▸ Requirement A
Translate the title "The GPU Cluster without the Clutter: A Drop-in Scalable Programmable-Pipeline with Several GPUs and Only One PC" from the publications portfolio into Spanish.
▸ Requirement B
Extend the publications portfolio beyond its final entry, "GPU Belief Propagation Stereo (April 2006)," under "Fun Projects."

▸ Quoted passage
▶
Portfolio

Publications and Talks

Pre-Integrated Skin Shading
Eric Penner
Siggraph 2011 – Advances in Real-Time Rendering
[Course Webpage] [Slides]

Pre-Integrated Skin Shading
Eric Penner, George Borshukov
GPU Pro 2 – Advanced Rendering Techniques, 2011
[Book Webpage]

Shader Amortization using Pixel Quad Message Passing
Eric Penner
GPU Pro 2 – Advanced Rendering Techniques, 2011
[Book Webpage]

Advanced Medical Volume Rendering and Segmentation on the GPU
Eric Penner, Mike Roberts, Ross Mitchell
GPU Technology Conference (GTC) 2010
[Watch] [Download]

Three-Dimensional Medical Image Visualization Techniques on Modern Graphics Processors
Eric Penner, Ross Mitchell , Sheelagh Carpendale
Masters Thesis, University of Calgary, 2009
[PDF]

Isosurface Ambient Occlusion and Soft Shadows with Filterable Occlusion Maps
Eric Penner, Ross Mitchell
IEEE/EG Symposium on Volume and Point-Based Graphics (2008) [PDF]

Improved Diagnostic Quality in 3D Medical Visualization Using the GPU
Eric Penner, Ross Mitchell
Society for Imaging Informatics in Medicine (SIIM) 2008

State Of The Art Interactive 3D Medical Visualization Using the GPU
Eric Penner, Sonny Chan, Ross Mitchell
Apple World Wide Developer Conference (WWDC) 2007
[PDF]

The GPU Cluster without the Clutter: A Drop-in Scalable Programmable-Pipeline with Several GPUs and Only One PC
Eric Penner, Ryan Schmidt, Sheelagh Carpendale
Symposium on Interactive 3D Graphics and Games (I3D) 2006 [PDF]

Reconfigurable Displays
Ryan Schmidt, Eric Penner, Sheelagh Carpendale
Workshop on Ubiquitous Display Environments at Ubiquitous Computing (UBICOMP) 2004
[PDF]

Fun Projects

GPU Belief Propagation Stereo (April 2006)
◀
▸ Extracted information
▶
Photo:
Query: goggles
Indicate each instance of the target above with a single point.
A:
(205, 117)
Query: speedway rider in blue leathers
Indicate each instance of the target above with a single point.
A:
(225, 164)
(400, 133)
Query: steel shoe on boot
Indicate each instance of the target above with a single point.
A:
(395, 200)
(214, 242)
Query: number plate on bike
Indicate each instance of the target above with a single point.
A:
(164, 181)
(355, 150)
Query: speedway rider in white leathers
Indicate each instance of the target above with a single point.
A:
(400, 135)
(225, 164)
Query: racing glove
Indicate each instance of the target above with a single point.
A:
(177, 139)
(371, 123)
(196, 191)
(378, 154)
◀
▶
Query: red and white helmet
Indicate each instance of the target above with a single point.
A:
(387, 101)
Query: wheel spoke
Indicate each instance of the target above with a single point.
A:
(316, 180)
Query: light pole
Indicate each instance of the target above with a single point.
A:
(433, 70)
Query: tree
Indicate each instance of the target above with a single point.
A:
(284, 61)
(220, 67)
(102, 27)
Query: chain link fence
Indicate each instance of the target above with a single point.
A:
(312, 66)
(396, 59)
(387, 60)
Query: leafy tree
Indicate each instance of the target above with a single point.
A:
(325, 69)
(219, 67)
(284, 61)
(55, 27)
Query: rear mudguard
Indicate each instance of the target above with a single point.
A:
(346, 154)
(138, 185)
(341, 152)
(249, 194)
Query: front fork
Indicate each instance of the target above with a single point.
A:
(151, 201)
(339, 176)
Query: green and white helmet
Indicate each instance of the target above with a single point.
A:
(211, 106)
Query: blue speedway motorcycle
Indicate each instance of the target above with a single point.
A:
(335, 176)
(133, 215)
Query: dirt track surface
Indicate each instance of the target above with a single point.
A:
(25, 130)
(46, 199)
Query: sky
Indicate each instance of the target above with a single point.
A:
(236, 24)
◀
▶
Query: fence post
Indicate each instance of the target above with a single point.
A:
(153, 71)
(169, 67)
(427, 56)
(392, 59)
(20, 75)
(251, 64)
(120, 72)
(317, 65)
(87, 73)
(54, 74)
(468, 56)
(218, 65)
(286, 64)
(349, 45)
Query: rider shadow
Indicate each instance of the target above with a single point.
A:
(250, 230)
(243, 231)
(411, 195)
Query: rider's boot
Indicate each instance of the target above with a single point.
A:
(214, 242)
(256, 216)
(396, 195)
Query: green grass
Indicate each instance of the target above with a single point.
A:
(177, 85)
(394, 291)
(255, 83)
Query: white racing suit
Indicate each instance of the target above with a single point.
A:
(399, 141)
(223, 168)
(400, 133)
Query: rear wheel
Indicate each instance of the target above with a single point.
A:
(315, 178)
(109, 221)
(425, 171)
◀
▸ Response A
El clúster de GPU sin el desorden: una canalización programable escalable y lista para usar con varias GPU y un solo PC

▸ Response B
Eric Penner
As part of Jim Little’s graduate computer vision course at UBC, I implemented a GPU version of the belief propagation stereo algorithm. This was the state of the art stereo algorithm at the time and ran in real-time on the GPU.
[Binaries][Source]

Astroids 3D (Oct 2004)
Eric Penner, Maxwell Sayles
As part of the creative portion of the Calgary Technology Center annual programming competition, we created a 3D version of the arcade classic asteroids using C#. What made our game unique was the use of implicit surfaces to create the asteroids, realistic 3D physics, and numerous special effects. Billboarding was used for most of the effects which include volumetric lighting and particle explosions. This game won first place at the competition which paid for a one month trip to Thailand!
[Binaries][Source]

Multi-Monitor Direct3D (July 2004)
Eric Penner
As part of an NSERC USRA scholarship I developed a Multi-Monitor Direct3D library. This was a DLL replacement for Direct3D that allows existing applications to span an arbitrary number displays/GPUs. By simply adding the DLL to an application’s folder, it can run on 12+ displays. It works by hooking all of Direct3D’s COM interfaces and distributing the framebuffer and rendering calls over all the displays. Almost all Direct3D features are currently supported including pixel and vertex shaders. It also supports managed Direct3D applications, allowing for rapid development of applications for display walls. Please contact me if you are interested in using this library or want the source code.

Software Polygon Renderer (Pre 2004)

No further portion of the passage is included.